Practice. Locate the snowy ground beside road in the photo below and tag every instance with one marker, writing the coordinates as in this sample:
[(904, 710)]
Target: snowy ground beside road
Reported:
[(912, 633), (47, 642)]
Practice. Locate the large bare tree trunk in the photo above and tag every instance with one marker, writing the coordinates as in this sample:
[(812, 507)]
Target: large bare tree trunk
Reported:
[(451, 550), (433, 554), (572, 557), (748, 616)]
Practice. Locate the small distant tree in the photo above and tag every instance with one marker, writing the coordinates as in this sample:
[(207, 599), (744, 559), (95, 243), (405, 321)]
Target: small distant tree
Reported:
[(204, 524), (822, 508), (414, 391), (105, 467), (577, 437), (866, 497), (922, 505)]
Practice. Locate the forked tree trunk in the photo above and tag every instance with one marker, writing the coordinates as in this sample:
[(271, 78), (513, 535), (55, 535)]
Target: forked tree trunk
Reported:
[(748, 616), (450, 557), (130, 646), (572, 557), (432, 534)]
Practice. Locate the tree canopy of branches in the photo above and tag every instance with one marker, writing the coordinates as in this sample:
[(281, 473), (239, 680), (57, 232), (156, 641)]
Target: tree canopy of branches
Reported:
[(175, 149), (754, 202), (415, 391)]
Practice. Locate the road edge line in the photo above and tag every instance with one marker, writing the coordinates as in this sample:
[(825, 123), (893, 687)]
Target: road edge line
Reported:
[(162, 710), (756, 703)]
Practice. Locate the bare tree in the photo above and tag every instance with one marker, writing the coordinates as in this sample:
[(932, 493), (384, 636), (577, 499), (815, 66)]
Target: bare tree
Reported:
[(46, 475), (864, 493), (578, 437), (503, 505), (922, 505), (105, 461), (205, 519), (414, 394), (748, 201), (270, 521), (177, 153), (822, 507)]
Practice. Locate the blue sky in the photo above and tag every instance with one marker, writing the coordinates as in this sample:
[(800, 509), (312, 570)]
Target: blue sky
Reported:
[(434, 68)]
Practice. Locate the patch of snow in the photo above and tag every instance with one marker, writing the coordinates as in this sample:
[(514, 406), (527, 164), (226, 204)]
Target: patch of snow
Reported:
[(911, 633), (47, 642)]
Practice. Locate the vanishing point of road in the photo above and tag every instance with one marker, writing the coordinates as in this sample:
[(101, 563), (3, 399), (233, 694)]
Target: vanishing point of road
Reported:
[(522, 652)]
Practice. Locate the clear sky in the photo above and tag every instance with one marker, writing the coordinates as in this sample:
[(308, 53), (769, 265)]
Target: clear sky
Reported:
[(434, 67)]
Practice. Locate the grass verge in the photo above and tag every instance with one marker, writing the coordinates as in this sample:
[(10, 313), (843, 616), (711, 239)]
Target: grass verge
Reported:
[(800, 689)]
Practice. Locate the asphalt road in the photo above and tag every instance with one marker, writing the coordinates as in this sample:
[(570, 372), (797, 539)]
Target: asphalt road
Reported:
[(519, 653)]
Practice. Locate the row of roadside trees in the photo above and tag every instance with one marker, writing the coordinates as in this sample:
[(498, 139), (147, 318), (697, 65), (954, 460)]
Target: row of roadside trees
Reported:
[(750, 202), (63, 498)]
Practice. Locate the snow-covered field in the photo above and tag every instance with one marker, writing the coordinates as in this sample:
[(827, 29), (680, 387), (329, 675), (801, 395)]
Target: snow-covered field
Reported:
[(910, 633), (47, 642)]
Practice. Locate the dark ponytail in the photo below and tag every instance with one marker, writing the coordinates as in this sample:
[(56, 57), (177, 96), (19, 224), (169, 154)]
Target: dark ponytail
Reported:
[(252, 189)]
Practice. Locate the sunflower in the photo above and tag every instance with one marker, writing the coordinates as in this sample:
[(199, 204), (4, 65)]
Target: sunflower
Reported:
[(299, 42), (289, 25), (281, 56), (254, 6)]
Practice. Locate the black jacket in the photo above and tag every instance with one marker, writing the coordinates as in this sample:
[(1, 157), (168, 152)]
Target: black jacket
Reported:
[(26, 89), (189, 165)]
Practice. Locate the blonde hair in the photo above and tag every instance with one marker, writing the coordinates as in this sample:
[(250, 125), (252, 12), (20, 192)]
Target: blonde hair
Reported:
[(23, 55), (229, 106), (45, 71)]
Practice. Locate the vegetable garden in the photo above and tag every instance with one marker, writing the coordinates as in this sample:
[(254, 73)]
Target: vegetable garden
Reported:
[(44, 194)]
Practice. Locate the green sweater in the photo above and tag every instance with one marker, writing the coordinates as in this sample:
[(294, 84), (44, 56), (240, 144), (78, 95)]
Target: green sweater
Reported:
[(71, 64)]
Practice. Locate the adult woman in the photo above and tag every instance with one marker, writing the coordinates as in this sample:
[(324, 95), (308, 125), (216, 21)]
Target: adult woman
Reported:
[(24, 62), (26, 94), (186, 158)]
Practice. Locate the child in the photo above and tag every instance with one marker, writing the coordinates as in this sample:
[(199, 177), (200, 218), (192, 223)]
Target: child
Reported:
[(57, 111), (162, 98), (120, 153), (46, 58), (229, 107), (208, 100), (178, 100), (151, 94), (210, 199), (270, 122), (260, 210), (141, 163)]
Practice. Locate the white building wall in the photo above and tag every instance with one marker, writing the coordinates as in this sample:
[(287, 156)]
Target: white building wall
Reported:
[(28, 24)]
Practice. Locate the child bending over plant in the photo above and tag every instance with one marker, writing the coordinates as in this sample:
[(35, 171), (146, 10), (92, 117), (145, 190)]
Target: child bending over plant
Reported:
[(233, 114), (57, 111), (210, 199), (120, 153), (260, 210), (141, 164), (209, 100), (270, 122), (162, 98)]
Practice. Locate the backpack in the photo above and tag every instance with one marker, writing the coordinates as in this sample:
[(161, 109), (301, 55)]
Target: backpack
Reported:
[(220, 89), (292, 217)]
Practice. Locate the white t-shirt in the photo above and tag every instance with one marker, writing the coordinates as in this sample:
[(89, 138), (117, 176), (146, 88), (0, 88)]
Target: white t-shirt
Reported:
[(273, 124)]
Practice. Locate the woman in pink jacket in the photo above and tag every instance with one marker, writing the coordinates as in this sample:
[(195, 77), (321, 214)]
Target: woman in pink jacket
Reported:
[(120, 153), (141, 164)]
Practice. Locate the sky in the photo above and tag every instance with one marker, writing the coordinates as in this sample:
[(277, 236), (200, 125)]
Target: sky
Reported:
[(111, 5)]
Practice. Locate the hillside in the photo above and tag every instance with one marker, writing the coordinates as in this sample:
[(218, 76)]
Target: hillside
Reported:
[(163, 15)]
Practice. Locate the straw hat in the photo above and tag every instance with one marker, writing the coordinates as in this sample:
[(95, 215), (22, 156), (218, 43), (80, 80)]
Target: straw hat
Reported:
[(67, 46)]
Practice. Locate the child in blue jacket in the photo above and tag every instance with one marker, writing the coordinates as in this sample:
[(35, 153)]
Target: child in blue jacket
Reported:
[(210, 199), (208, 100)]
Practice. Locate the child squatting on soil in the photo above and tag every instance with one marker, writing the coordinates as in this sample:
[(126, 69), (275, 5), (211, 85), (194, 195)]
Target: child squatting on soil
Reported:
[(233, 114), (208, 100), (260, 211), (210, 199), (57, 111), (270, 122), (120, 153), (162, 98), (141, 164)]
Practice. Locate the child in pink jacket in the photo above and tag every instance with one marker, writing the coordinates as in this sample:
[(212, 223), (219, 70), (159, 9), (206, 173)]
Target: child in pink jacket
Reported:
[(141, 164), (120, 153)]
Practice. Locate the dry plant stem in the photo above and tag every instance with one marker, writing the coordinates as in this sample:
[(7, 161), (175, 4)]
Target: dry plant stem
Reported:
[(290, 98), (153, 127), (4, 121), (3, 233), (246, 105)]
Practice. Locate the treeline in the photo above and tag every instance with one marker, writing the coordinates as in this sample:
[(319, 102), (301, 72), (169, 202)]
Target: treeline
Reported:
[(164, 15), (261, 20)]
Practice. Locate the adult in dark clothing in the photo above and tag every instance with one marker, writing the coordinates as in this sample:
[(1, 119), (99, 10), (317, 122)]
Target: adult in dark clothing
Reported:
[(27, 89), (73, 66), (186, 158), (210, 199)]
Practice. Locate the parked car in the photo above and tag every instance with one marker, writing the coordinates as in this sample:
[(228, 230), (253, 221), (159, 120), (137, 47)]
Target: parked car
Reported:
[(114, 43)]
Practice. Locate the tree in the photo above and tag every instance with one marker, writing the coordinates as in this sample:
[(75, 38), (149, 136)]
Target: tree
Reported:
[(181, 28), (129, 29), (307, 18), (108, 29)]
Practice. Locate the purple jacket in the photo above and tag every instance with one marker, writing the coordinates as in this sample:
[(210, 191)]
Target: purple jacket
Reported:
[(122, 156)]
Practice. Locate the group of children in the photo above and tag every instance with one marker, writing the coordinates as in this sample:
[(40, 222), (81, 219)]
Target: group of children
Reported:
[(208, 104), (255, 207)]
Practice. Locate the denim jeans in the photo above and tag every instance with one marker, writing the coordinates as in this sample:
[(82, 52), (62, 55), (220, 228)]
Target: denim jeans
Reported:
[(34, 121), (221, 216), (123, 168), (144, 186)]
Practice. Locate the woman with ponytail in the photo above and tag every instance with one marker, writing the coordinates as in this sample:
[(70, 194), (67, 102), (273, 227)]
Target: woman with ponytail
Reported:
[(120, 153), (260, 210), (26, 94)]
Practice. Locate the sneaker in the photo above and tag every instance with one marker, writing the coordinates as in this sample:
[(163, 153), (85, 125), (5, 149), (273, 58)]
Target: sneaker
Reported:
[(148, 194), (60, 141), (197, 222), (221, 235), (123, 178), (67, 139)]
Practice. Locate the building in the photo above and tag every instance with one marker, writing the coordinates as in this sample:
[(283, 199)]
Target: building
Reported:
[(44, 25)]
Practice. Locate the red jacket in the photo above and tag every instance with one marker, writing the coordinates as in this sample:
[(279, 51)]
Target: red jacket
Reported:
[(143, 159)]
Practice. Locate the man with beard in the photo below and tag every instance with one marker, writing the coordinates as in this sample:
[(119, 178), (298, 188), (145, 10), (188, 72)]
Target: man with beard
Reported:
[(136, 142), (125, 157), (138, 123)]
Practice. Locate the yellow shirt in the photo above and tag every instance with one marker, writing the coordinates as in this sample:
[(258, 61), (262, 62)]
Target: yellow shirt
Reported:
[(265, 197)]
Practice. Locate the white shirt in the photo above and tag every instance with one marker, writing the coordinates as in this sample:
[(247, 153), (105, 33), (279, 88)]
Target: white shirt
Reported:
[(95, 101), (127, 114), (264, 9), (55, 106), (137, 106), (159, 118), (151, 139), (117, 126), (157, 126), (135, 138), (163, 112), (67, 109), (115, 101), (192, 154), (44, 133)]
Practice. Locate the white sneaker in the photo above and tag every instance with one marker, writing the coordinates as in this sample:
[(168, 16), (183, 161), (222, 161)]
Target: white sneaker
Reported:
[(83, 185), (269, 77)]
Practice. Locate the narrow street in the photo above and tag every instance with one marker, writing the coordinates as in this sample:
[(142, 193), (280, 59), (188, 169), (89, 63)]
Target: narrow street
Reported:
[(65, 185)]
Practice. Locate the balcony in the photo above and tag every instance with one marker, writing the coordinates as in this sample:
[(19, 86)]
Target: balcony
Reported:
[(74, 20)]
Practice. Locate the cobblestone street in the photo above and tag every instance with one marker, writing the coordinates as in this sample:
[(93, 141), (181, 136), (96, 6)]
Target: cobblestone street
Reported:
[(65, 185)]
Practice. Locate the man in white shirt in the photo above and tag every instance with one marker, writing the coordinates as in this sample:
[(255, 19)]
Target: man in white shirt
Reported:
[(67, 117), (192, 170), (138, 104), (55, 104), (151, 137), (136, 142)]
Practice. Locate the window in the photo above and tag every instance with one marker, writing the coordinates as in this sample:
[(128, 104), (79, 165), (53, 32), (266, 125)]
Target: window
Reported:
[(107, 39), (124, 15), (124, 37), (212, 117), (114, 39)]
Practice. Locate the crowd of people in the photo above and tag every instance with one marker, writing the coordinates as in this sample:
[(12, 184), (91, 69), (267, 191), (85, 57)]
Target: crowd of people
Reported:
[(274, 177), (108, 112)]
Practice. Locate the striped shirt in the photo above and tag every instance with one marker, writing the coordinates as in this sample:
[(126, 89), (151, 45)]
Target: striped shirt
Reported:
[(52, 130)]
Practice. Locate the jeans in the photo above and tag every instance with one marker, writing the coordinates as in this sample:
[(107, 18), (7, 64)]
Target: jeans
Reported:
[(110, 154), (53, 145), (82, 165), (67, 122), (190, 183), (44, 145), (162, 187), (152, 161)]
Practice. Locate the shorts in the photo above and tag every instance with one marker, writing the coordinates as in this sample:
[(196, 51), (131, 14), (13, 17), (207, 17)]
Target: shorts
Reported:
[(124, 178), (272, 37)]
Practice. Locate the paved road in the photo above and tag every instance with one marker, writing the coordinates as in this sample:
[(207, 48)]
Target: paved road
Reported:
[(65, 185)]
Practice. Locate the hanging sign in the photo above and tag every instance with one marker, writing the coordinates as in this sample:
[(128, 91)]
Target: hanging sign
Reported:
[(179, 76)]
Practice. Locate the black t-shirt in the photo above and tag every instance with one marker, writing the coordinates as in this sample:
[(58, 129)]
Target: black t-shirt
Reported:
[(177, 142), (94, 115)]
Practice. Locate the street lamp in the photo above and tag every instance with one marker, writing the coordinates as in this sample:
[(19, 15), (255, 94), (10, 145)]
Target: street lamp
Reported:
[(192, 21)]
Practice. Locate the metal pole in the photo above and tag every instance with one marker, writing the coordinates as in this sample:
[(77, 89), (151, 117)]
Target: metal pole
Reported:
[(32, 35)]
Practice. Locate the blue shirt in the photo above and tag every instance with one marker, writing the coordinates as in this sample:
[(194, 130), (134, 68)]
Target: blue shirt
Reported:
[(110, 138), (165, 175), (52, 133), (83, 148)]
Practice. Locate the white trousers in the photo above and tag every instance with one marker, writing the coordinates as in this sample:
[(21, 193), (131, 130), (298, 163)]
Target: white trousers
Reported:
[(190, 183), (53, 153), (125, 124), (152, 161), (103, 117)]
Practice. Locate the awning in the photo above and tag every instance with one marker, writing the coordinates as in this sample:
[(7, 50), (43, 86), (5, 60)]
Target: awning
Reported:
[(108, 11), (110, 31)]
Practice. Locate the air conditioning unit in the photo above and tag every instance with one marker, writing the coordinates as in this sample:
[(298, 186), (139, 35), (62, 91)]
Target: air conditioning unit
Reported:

##########

# WHAT THE TASK ASKS
Please copy the entries above line for line, from the first line through the line holding "[(162, 710), (756, 703)]", inclusive.

# PROBLEM SOLUTION
Practice. Locate the snowy ground beside road in the photo below and tag every instance with one marker, writing the coordinates as in this sample:
[(904, 710)]
Target: snowy ground beside road
Reported:
[(912, 633), (47, 642)]
Practice. Locate the large bare tree trunk in the photo above and tag every instance with one marker, writing the coordinates as in this sample:
[(812, 507)]
Target: large bare tree trunk
Reported:
[(451, 550), (433, 554), (572, 557), (748, 616)]
Practice. Locate the small distant tree in the photo above and tag every instance with one marker, writing the coordinates as in this sample:
[(207, 599), (744, 559), (95, 243), (405, 321)]
Target: small distant tree
Reported:
[(204, 524), (822, 508), (414, 391), (105, 467), (577, 437), (866, 497), (922, 505)]
Practice. Locate the forked tree trunk in the photo above and tag every instance with one marker, writing the coordinates as in this sample:
[(271, 78), (513, 535), (55, 535)]
Target: forked tree trunk
Reported:
[(748, 616), (450, 557), (130, 646), (572, 557), (432, 534)]
Practice. Locate the tree canopy of branches in the photo above and tag every instance with one marker, writing the coordinates as in this sample:
[(281, 473), (239, 680), (57, 232), (156, 641)]
Target: tree canopy of branches
Reported:
[(175, 149), (754, 202), (415, 391)]
Practice. Locate the road edge line in the photo above and tag every instance with one marker, writing the coordinates as in this sample:
[(825, 123), (893, 687)]
Target: road edge line
Reported:
[(162, 710), (756, 703)]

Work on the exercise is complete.